What is a tree diagram?

A tree diagram (or probability tree) is used to
- show the outcomes of multiple events that happen one after the other
- help calculate probabilities when AND and/or OR’s are involved
Tree diagrams are mostly used when an event only has two outcomes of interest
- e.g. “Rolling a 6 on a dice” and “Not rolling a 6 on a dice"
- These outcomes are mutually exclusive (cannot happen at the same time)

How do I draw and label a tree diagram?

The first set of branches will represent the outcomes of the 1^st experiment
- in general we can call these outcomes "A" and "not A"
There will be two sets of branches representing the outcomes of the 2^nd experiment
- the first set will follow on from "A" in the 1^st experiment
- the second set will follow on from "not A" in the 1^st experiment
- for the 2^nd experiment we can generally call the outcomes "B" and "not B"
Probabilities for each outcome are written along the branches of the tree
At the end of the diagram we can collect together the combinations of the 2 experiments
- "A" and "B"
- "A and not B"
- "not A and B"
- "not A and not B"

3-1-3-fig1-tree-setup

How do I solve probability problems involving tree diagrams?

Interpret questions in terms of AND and/or OR
Draw, or complete a given, tree diagram
- Determine any missing probabilities
  - often using $1 - P (A)$
Write down the outcomes of both events and work out their probabilities
- These are AND statements
- $P (A AND B) = P (A) \times P (B)$
- You may see this as “Multiply along branches”
If more than one outcome is required then add their probabilities
- These are OR statements
- $P (A B OR " not A " " not B ") = P (A B) + P (" not A " " not B ")$
- You may see this as “Add different outcomes”
When you are confident with tree diagrams you can just pull out the outcome(s) you need
- you do not routinely have to work all of them out

How do I use tree diagrams with conditional probability?

Probabilities that depend on a particular thing having happened first in a tree diagram are called conditional probabilities
- For example a team's win and loss probabilities in one game may change depending on whether they won or lost the previous game
  - You might be interested in the probability of them winning a game after having lost the previous one
  - This probability will appear in the tree diagram in the set of branches that follow on from 'lose' in the first set of branches
- Or you might be asked to draw or complete a tree diagram for, say, the situation when two counters are drawn from a bag of different coloured counters without replacement
  - The probabilities on the second set of branches will change depending on which branch has been followed on the first set of branches
  - The denominators in the probabilities for the second set of branches will be one less than the denominators on the first set of branches
  - The numerators on the second set of branches will also change depending on what has happened on the first set of branches
  - See the Worked Example below for an example of this
Conditional probability questions are sometimes (but not always!) introduced by the expression 'given that...'
- For example 'Find the probability that the team win their next game given that they lost their previous game'
Conditional probabilities are sometimes written using the 'straight bar' notation $P (A | B)$
- That is read as 'the probability of A given B'
- For example $P (win | lose)$ would be the probability that the team wins, given that they lost their previous game
- The event after the straight bar occurs first, and the event before the straight bar occurs afterwards

CP Notes fig4 (1), downloadable IGCSE & GCSE Maths revision notes CP Notes fig4 (2), downloadable IGCSE & GCSE Maths revision notes

Exam Tip

It can be tricky to get a tree diagram looking neat and clear on the first first attempt
- it can be worth sketching a rough one first
- just keep an eye on that exam clock!

#### Data rows
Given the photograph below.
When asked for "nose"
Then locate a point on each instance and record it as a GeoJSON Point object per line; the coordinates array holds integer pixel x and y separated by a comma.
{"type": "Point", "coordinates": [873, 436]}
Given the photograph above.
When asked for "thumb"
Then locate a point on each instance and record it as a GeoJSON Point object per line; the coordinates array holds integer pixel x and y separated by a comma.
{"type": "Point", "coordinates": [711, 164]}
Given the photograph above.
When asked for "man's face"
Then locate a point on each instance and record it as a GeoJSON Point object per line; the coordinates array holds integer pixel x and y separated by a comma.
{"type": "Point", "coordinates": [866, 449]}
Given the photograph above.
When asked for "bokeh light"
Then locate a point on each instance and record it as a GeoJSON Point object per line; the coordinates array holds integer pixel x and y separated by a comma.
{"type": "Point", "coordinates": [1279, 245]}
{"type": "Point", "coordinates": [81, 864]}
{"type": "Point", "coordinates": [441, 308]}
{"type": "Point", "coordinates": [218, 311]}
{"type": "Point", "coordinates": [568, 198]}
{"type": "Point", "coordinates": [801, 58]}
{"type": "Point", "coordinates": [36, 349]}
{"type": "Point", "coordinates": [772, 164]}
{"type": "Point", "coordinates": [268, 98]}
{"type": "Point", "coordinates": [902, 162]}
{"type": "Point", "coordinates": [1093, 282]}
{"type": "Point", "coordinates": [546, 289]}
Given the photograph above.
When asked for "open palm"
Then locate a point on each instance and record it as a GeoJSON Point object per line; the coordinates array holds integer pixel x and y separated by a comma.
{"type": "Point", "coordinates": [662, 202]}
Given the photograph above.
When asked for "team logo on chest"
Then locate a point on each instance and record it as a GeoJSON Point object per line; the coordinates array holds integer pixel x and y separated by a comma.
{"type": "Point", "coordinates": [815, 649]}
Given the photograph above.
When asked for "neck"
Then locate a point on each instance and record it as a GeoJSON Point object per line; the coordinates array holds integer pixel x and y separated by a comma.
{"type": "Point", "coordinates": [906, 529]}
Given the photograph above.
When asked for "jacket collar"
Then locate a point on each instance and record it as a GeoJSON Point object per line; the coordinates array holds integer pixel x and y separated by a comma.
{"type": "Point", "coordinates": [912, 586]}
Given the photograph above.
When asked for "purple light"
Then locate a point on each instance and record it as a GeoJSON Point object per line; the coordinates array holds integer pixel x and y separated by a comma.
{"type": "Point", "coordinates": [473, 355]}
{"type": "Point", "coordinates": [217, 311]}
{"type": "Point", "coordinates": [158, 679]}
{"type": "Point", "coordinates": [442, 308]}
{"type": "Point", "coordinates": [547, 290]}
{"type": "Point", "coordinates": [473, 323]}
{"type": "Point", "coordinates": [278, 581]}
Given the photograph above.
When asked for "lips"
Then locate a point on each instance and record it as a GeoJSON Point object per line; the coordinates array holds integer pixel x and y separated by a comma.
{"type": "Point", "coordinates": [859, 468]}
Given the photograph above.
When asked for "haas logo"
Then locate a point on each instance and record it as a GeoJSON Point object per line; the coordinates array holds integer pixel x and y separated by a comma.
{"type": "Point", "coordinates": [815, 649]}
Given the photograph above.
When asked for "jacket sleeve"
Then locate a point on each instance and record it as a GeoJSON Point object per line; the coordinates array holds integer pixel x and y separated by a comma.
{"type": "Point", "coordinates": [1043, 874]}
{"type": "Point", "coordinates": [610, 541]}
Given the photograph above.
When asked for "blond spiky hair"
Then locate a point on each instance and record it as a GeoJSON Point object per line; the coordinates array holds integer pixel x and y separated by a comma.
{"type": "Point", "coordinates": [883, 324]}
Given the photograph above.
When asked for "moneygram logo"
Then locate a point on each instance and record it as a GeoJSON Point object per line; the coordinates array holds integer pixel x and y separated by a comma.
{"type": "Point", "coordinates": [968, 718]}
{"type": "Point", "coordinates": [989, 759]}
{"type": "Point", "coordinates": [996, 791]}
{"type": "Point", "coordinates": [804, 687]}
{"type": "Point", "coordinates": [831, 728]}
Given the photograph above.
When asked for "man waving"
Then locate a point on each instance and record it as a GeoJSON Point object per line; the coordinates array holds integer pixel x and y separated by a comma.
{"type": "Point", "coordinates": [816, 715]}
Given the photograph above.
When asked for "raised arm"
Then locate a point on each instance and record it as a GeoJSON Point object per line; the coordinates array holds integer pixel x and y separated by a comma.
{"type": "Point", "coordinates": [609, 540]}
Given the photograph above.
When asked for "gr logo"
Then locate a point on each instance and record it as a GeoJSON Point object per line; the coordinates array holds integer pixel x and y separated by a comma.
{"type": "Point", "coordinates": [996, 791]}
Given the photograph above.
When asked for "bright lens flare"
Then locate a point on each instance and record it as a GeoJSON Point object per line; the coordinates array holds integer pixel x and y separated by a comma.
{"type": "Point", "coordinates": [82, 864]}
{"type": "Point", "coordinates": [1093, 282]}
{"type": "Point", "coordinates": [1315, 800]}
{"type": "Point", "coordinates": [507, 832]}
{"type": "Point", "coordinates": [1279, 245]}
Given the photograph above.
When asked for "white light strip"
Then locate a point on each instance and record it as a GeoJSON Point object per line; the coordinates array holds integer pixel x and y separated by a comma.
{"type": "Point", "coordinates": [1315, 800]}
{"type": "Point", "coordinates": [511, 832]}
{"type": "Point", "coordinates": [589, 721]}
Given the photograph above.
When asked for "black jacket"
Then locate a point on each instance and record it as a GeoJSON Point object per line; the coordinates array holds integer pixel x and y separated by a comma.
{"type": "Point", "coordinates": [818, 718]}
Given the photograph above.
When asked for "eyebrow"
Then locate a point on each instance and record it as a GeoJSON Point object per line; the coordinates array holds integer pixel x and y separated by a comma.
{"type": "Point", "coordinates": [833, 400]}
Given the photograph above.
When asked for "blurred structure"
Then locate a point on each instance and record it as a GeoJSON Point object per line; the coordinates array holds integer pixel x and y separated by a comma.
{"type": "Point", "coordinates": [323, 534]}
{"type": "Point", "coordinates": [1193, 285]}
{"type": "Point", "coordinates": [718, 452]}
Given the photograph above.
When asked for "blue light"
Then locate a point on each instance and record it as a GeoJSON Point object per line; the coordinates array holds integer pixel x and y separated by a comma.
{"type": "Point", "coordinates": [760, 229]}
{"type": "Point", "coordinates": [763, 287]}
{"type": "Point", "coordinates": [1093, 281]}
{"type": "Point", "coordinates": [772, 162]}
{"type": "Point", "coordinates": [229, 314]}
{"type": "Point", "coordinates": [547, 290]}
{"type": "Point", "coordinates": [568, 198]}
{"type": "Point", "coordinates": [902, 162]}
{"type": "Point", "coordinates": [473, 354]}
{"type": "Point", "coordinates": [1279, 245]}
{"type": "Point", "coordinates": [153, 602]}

#### Instructions
[A] In the tree diagram notes, how do the denominators on the second set of branches compare with those on the first set when two counters are drawn from a bag without replacement?
[B] Duplicate the tree diagram notes between "It can be tricky" and "that exam clock!", inclusive.
[C] List every combination of the two experiments that the tree diagram notes say can be collected at the end of the diagram.

#### In response
[A] They are one less than the denominators on the first set of branches.

[B]
It can be tricky to get a tree diagram looking neat and clear on the first first attempt
- it can be worth sketching a rough one first
- just keep an eye on that exam clock!

[C]
- A and B
- A and not B
- not A and B
- not A and not B